Point localization data
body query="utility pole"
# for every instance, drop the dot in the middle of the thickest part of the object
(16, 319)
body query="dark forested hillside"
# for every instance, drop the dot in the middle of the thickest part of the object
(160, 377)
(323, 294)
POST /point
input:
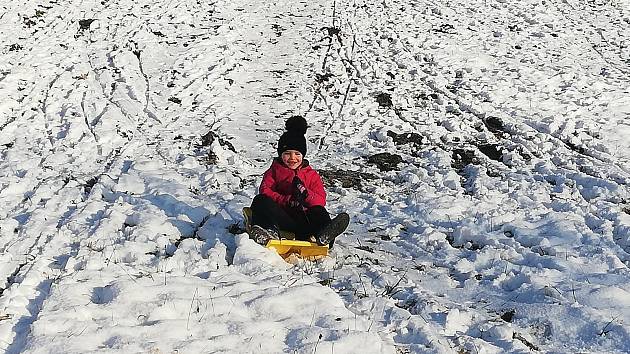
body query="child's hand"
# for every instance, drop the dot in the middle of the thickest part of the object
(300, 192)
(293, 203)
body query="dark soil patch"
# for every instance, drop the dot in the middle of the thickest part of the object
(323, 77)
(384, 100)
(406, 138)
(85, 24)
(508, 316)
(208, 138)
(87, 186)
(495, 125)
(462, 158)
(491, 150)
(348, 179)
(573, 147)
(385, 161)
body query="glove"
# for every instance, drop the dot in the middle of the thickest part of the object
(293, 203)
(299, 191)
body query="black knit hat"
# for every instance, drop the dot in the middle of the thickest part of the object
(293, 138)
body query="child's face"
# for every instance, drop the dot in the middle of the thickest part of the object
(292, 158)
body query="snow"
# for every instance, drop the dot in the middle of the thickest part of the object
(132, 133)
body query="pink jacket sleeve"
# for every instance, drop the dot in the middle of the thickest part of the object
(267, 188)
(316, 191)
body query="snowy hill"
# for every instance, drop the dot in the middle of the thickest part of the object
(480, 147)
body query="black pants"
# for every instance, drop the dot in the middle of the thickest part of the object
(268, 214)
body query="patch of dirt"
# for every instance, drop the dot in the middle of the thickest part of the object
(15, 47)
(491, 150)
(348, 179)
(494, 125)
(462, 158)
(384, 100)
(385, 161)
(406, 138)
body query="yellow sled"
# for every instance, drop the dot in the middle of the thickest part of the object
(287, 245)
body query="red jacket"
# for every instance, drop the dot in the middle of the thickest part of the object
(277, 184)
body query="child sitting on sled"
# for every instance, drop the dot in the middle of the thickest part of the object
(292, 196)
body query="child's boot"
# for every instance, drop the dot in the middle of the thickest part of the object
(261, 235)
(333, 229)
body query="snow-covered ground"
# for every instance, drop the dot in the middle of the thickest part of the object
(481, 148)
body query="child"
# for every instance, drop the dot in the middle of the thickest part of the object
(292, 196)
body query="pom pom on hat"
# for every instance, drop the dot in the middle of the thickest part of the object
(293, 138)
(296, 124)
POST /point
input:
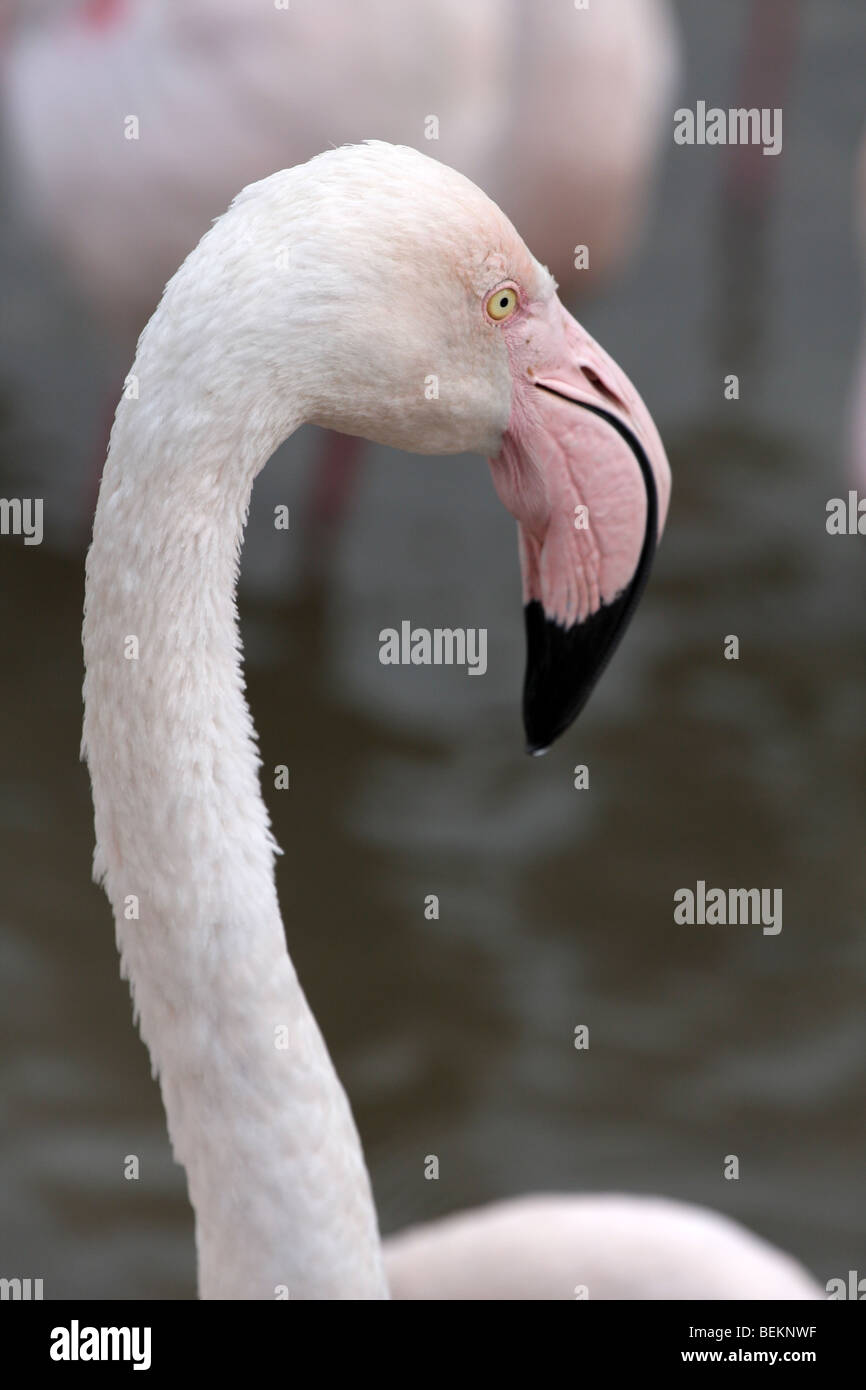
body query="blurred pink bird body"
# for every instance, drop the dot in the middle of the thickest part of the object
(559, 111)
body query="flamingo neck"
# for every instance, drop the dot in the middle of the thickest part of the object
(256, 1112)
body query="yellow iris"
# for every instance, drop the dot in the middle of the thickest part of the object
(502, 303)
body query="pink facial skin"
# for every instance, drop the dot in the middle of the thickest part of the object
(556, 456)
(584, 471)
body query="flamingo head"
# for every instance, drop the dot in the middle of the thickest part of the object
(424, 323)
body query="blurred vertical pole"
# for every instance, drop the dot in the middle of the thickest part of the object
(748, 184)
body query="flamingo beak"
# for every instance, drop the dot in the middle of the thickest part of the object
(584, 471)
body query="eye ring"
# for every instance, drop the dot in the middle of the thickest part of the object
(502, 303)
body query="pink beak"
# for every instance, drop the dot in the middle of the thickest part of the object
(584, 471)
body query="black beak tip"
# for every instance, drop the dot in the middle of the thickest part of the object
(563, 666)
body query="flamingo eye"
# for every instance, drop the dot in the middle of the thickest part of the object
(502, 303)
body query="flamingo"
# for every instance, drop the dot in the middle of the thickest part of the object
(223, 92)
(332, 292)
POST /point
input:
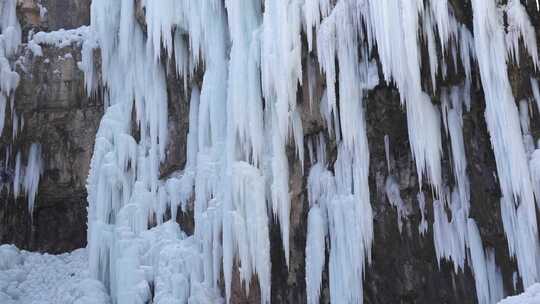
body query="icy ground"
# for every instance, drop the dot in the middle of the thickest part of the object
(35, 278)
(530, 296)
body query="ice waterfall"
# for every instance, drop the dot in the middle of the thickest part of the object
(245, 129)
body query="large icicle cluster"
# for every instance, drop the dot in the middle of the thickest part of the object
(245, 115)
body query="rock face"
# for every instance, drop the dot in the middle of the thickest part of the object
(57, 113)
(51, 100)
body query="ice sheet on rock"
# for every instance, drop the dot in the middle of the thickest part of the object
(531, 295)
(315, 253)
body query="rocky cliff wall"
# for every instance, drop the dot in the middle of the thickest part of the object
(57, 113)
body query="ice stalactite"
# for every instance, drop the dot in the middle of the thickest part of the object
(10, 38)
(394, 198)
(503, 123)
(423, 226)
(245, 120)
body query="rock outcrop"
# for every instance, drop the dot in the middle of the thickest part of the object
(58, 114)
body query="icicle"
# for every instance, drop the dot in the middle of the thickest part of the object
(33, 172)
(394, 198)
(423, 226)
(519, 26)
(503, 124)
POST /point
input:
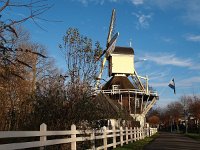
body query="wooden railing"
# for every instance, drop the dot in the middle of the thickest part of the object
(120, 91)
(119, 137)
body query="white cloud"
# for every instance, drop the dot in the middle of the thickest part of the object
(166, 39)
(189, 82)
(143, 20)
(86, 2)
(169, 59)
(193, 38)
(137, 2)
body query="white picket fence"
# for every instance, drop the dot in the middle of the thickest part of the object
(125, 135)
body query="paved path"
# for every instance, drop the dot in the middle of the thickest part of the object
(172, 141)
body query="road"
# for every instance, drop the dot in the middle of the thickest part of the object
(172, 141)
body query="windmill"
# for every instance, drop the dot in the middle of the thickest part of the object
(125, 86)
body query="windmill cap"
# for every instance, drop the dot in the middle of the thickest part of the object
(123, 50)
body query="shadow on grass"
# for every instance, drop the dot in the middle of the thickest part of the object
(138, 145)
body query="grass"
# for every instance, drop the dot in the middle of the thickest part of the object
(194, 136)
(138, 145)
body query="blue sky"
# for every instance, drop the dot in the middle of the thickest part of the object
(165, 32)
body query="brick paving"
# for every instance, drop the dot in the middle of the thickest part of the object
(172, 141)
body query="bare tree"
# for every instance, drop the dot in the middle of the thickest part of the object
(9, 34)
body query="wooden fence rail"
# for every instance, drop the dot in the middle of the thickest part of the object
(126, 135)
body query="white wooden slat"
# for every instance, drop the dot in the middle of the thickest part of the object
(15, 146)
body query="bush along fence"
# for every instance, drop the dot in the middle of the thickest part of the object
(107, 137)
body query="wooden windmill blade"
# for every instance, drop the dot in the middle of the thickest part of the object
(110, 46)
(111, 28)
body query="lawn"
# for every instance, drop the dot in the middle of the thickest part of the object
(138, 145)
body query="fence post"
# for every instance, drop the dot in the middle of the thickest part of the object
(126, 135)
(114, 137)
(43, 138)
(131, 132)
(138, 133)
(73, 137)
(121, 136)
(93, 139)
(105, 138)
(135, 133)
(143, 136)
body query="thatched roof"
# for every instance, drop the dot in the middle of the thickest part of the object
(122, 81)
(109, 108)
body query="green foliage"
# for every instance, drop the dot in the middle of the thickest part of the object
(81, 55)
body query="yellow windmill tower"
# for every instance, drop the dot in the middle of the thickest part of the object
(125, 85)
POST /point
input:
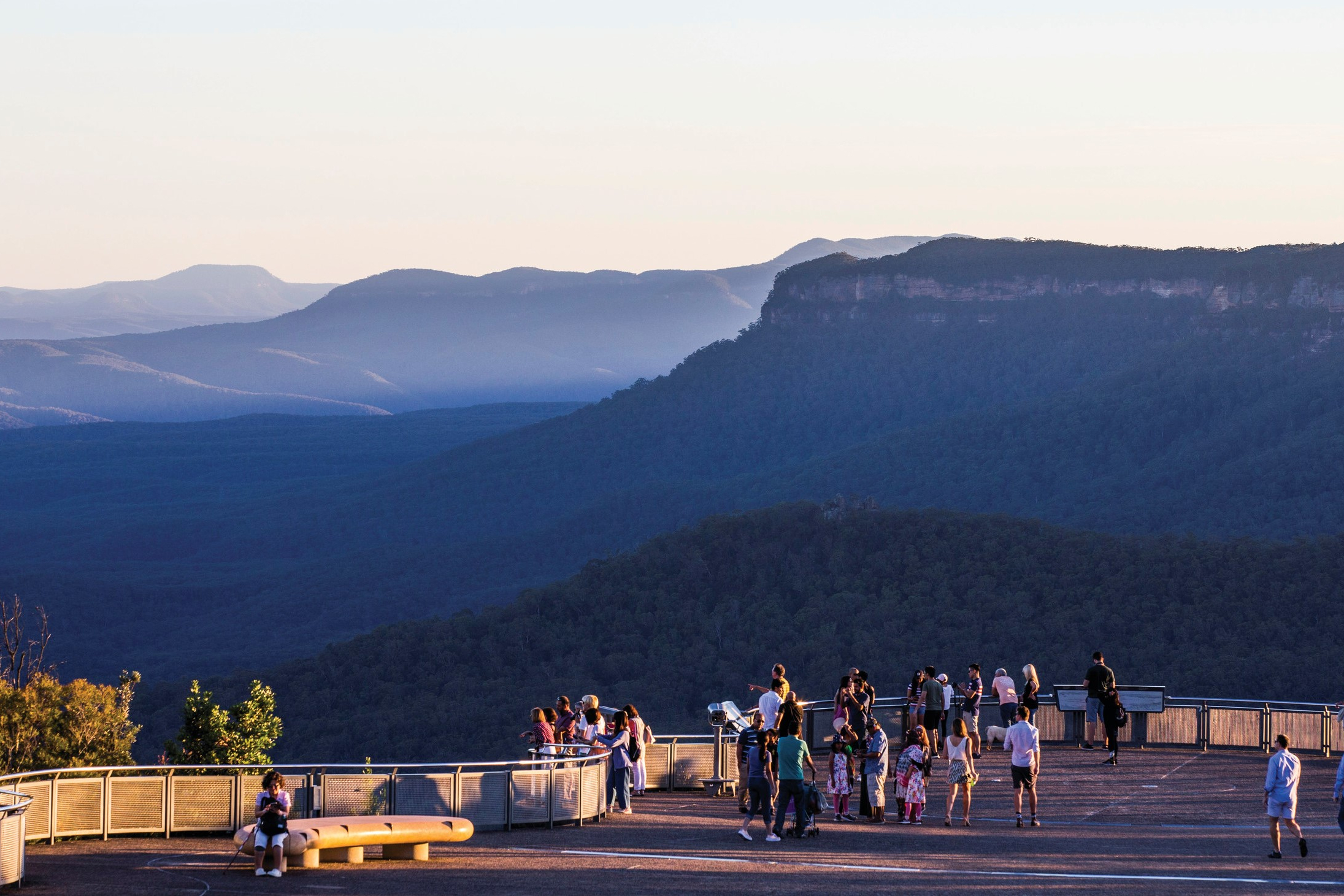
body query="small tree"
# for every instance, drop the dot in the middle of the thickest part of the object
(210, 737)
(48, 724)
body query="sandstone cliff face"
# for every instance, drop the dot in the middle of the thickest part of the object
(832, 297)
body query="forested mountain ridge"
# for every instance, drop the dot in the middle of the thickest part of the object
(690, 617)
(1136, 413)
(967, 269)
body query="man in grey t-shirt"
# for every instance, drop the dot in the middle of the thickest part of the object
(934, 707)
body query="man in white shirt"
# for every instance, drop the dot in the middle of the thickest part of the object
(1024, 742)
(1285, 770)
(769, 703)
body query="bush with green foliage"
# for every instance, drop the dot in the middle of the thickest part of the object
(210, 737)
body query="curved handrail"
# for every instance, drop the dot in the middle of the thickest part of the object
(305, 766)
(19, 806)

## What you should do
What is needed is an exact copy of the data, with the pictures removed.

## Answer space
body query="utility pole"
# for every instance, drop the dot in the middle of the thickest part of the object
(16, 319)
body query="dark forested hillside"
# for every instance, drop the dot in the middle of the thickest part of the object
(160, 377)
(323, 294)
POST /point
input:
body query="child's hand"
# for every instance, drop the dot in the middle of the thickest part of the object
(300, 192)
(293, 203)
body query="dark soil patch"
# for every instance, drop the dot in the middle of the thickest part of the object
(323, 77)
(384, 100)
(406, 138)
(85, 24)
(508, 316)
(208, 138)
(87, 186)
(495, 125)
(462, 158)
(491, 150)
(348, 179)
(573, 147)
(385, 161)
body query="glove"
# for every instance, drop the dot in the middle of the thickest part of the object
(293, 203)
(299, 191)
body query="black knit hat"
# for every instance, drop the dot in the middle of the thickest part of the object
(293, 138)
body query="child's face"
# for every instance, drop the dot in the middle of the thickest part of the object
(292, 158)
body query="snow"
# for every instance, drop the dot in the middle of the thickest part of the object
(132, 133)
body query="pink jacket sleeve"
# for every instance, drop the dot in the middle of the thickest part of the object
(267, 188)
(316, 191)
body query="snowy hill"
# for every instance, drop the dot in the middle of the thickest part of the object
(480, 147)
body query="black pants"
# for every instance, drop the dot in the middle of the thickest part of the object
(268, 214)
body query="patch of dirt"
# for every instance, drop the dot in the middle of the thickest part of the object
(15, 47)
(491, 150)
(348, 179)
(494, 125)
(462, 158)
(384, 100)
(385, 161)
(406, 138)
body query="yellow sled"
# for every instance, drop the dot in the middle of the thickest part of the object
(287, 245)
body query="red jacket"
# for every instance, drop the dot in the middle of the thickest part of the object
(277, 184)
body query="child sitting on sled"
# for every instance, drop the dot in the middle of the thickest part of the object
(292, 196)
body query="child's boot"
# for every instance, drop the dot in the middle of the thickest part of the object
(261, 235)
(333, 229)
body query="snow-covered ground"
# for every instance, drop the dot in the middle of the thickest part of the object
(481, 148)
body query="child"
# for every instance, drop the dot in the middle of the thickest part of the object
(292, 196)
body query="pom pom on hat"
# for every instance, drop the dot in the middle of the thickest part of the object
(293, 138)
(296, 124)
POST /point
input:
body query="blurred pink bird body"
# for every instance, drop the dot in the middle of the thickest part of the object
(559, 111)
body query="flamingo neck"
# for every instance, drop the dot in the middle of the thickest part of the object
(256, 1112)
body query="yellow iris"
# for every instance, drop the dot in the middle of the thickest part of the object
(502, 303)
body query="pink facial skin"
# for every instance, drop the dot in the middle of the thickest part of the object
(556, 456)
(584, 471)
body query="flamingo head"
# for every instance, drop the dot in the middle of the thickest part of the object
(424, 323)
body query="blurred vertical pole"
# for every instance, drop the dot in the middle of the thickest part of the object
(748, 184)
body query="flamingo beak"
# for every instance, drop the dot in the middle of the thickest part of the object
(584, 471)
body query="eye ring"
# for every instance, drop the dot in the middle of the thickest part of the object
(502, 303)
body query="pink beak"
# for every instance, drop the dot in the middle of the thickest part of the object
(584, 471)
body query="black beak tip"
# for every instance, drop the dot in the middle of the thickest part of the object
(563, 666)
body query="flamingo eye"
# for every instance, drop the dot in the middle of the thickest part of the object
(502, 303)
body query="flamingo"
# for every instance, drop the dot in the middle of the thickest part of the object
(223, 92)
(332, 292)
POST /point
input:
body query="icy ground"
# for every instance, drop the dot in the middle of the thickest part of the object
(35, 278)
(530, 296)
body query="ice waterfall"
# for every instance, drop the dot in the middle of the thickest part of the object
(245, 129)
body query="large icicle cluster"
# for every instance, drop the dot in the middle of the thickest part of the object
(245, 115)
body query="rock face"
# for every instance, drop the dot in the middle of the thickest part of the object
(57, 113)
(51, 100)
body query="ice sheet on rock"
# for every instance, drop the dot in the middle of the thickest part of the object
(531, 295)
(315, 253)
body query="rocky cliff wall"
# for every instance, drop the dot in the middle of the thickest part of the object
(57, 113)
body query="ice stalactite"
# for every instance, drop the dot in the middle of the thickest part of the object
(10, 38)
(394, 198)
(503, 123)
(423, 226)
(245, 120)
body query="rock outcrop"
# for every instance, drop the dot in the middle of the thickest part of the object
(58, 114)
body query="icicle"
# for every instance, drop the dot in the middle of the thickest part of the object
(33, 172)
(394, 198)
(423, 226)
(519, 26)
(503, 124)
POST /point
input:
body query="wooden railing"
# for every instance, drop the dot in the middle of the thickest part of the object
(120, 91)
(119, 137)
body query="white cloud"
# for every instance, drop the dot in the middle of the thickest part of the object
(166, 39)
(189, 82)
(143, 20)
(86, 2)
(169, 59)
(193, 38)
(137, 2)
body query="white picket fence"
# for every instance, drop the dot in the middle of the thickest part of the object
(125, 135)
body query="paved path"
# for every instance, drop the dot in the middle of the thickest part of the object
(172, 141)
body query="road"
# for every instance, drop the dot in the middle of the thickest part of the object
(172, 141)
body query="windmill"
# for every instance, drop the dot in the middle of the thickest part of the object
(125, 86)
body query="windmill cap"
# for every instance, drop the dot in the middle of the thickest part of the object
(123, 50)
body query="shadow on grass"
# for every instance, drop the dot in the middle of the thickest part of the object
(138, 145)
body query="grass"
# for every instance, drop the dot in the middle of the thickest part of the object
(194, 136)
(138, 145)
body query="blue sky"
# for every instance, drop the dot in the middle of the thickest part of the object
(165, 32)
body query="brick paving"
# for every instance, drop the dot in the middle of the thickest part of the object
(172, 141)
body query="bare tree"
# for every instance, drop the dot in the middle of the thickest part of the object
(9, 34)
body query="wooden fence rail"
# for every instance, drop the dot in the middle of the thickest part of the object
(126, 135)
body query="white wooden slat"
# for every instance, drop the dot in the middle of the thickest part of the object
(15, 146)
body query="bush along fence"
# for every instance, drop the dot in the middle of the thickest part of the object
(107, 137)
body query="wooden windmill blade"
# for every instance, drop the dot in the middle of the thickest part of the object
(110, 46)
(111, 28)
body query="lawn"
# for every instance, drop the dot in the middle of the thickest part of the object
(138, 145)
body query="fence post"
# for every instance, drop the dot in the middle of the thickest part of the object
(126, 135)
(114, 137)
(43, 138)
(131, 132)
(138, 133)
(73, 137)
(121, 136)
(93, 139)
(105, 138)
(135, 133)
(143, 136)
body query="thatched roof"
# for every instance, drop the dot in the middle of the thickest part of the object
(122, 81)
(109, 108)
body query="green foliage"
# for every instance, drop the dot in the middle of the thickest part of the object
(81, 55)
body query="yellow windmill tower"
# for every instance, drop the dot in the middle of the thickest part of the object
(125, 85)
POST /point
input:
body query="small tree"
# for every instance, drop the dot in the middle of the thickest part of the object
(210, 737)
(48, 724)
body query="sandstone cliff face"
# for every instance, drop the dot in the middle of the thickest part of the object
(832, 297)
body query="forested mountain ridge"
# for every instance, drop the dot in the middle of the thickest part of the object
(690, 617)
(1136, 413)
(967, 269)
body query="man in grey t-shirt"
# for every instance, drop the dot in the middle of the thickest part of the object
(934, 707)
body query="man in white shirt"
# for every instance, drop the dot in the middle of the thickest part of the object
(1024, 742)
(1285, 770)
(769, 703)
body query="bush with green foliage"
# for every instance, drop the dot in the middle of the thickest part of the object
(210, 737)
body query="curved handrail"
# for every instance, drop the dot in the middle of the thickest part of the object
(305, 766)
(19, 806)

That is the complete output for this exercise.